TEXT TO READ
It is not a very flattering sketch of the good Thomas Maddocks or of Gabriel Powell who has snatched the wig off Charles Collins. It was, of course a feature of this century that all of the characters I describe would have been the only people in Mumbles to have worn wigs, apart from the clergy, who were all ‘Perpetual Curates’.

There is a great deal to learn about this character in Gerald’s Book, and he is recorded as holding land at Thistleboon until 1797. As I write this I haven’t entirely unravelled the Maddocks ‘Who’s Who’, and neither has Gerald!

He says of this time:

“Five brothers. Mumbles still abounded in Maddockses. The Quarter Sessions record give us Joshua Maddocks mariner in May 1732, William Maddocks in 1733, John, William and Thomas Maddocks in 1734. The last three were the sons of Sarah Maddocks of Oystermouth who died in 1730. She had five sons, the two younger ones being Edward and David. And in 1732 among the twelve newly sworn burgesses were ‘The Five Brothers Maddocks’, seemingly paying £1 5s in all. Thomas and David were mariners”

The three largest houses in the Village: Dunns Mansion, the Elms alongside and Thistleboon House. 

The family was clearly prosperous as they were able to live in the three largest houses in the Village: Dunns Mansion, the Elms alongside and Thistleboon House. Whoever was living in Thistleboon House, there doesn’t seem to have been any scandal there:

On 2nd July 1734 the insane and perhaps atheistic John Maddocks of Oystermouth murdered his parents, killing his mother with an axe blow with the words ‘As I have done to him so I will do to thee’ . He was sent to Cardiff Gaol, dying there, it seems in 1740. The unhappy family are said to have lived at The Elms a house neighbouring the Dunns where there is now a seafront car park.

DATASET

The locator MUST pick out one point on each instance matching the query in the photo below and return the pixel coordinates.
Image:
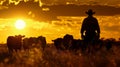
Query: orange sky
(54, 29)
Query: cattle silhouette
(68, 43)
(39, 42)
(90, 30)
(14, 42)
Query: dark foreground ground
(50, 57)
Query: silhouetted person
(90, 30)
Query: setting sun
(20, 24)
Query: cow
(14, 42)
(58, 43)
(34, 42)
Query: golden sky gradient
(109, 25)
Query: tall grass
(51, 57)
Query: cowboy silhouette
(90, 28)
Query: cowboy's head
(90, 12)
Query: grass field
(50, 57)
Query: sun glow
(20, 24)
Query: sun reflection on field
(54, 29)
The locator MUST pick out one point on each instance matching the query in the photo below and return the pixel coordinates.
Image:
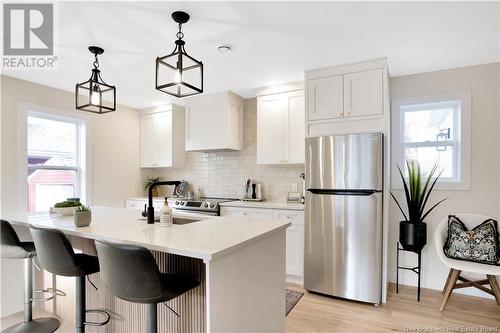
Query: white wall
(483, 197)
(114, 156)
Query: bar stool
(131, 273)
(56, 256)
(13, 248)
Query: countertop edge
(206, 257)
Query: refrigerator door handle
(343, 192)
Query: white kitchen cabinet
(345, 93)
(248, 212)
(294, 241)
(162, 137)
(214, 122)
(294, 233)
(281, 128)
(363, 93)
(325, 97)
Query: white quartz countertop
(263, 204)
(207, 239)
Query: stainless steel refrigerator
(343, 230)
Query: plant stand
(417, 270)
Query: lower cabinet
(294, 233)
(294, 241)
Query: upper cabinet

* * *

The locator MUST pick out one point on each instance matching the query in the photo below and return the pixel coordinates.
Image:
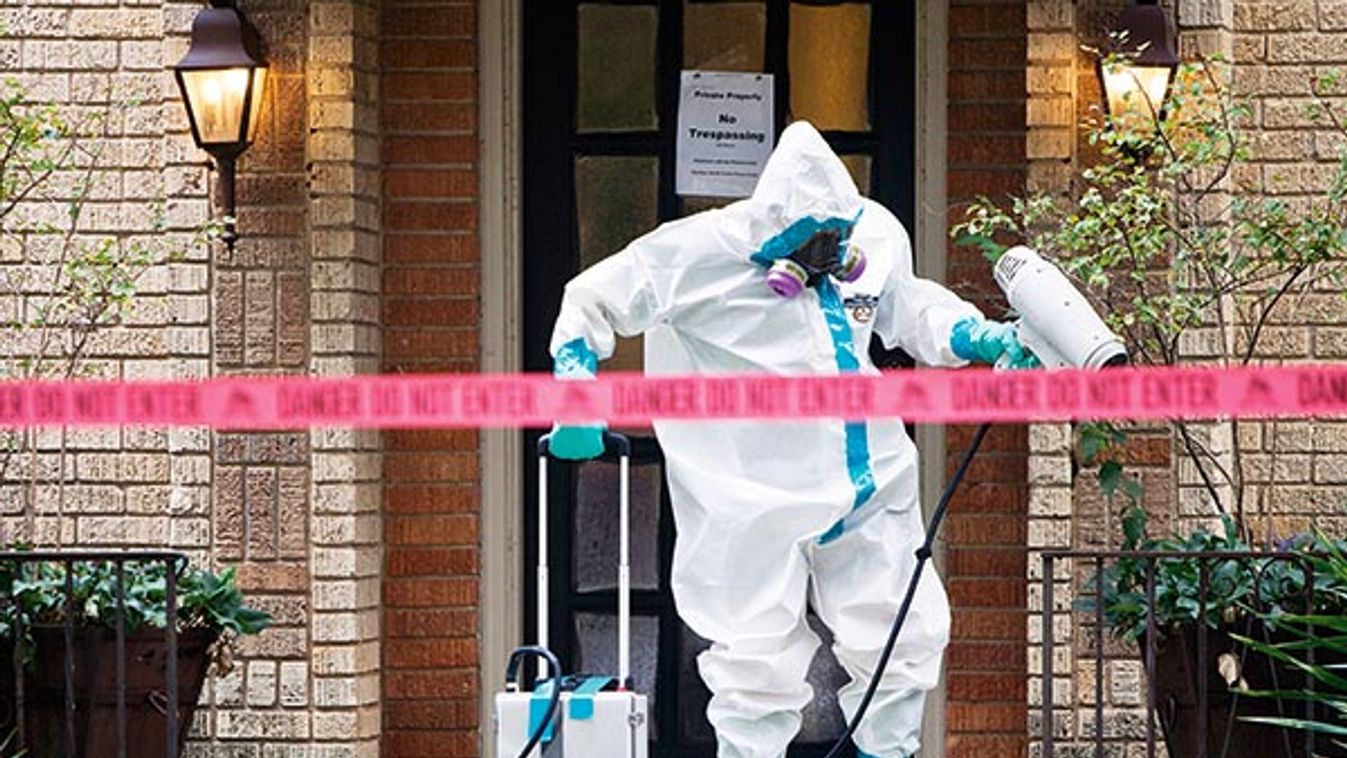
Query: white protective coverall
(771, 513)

TASKS FOR THIS EXERCISE
- 1) Reproduce, word for word, the part of the Mumbles history passage that opens with the words "It is not a" and closes with "neither has Gerald!".
- 2) Name each of the five sons of Sarah Maddocks of Oystermouth, according to the Mumbles history passage.

COMPLETED EXERCISE
- 1)
It is not a very flattering sketch of the good Thomas Maddocks or of Gabriel Powell who has snatched the wig off Charles Collins. It was, of course a feature of this century that all of the characters I describe would have been the only people in Mumbles to have worn wigs, apart from the clergy, who were all ‘Perpetual Curates’.

There is a great deal to learn about this character in Gerald’s Book, and he is recorded as holding land at Thistleboon until 1797. As I write this I haven’t entirely unravelled the Maddocks ‘Who’s Who’, and neither has Gerald!

- 2) John, William, Thomas, Edward, David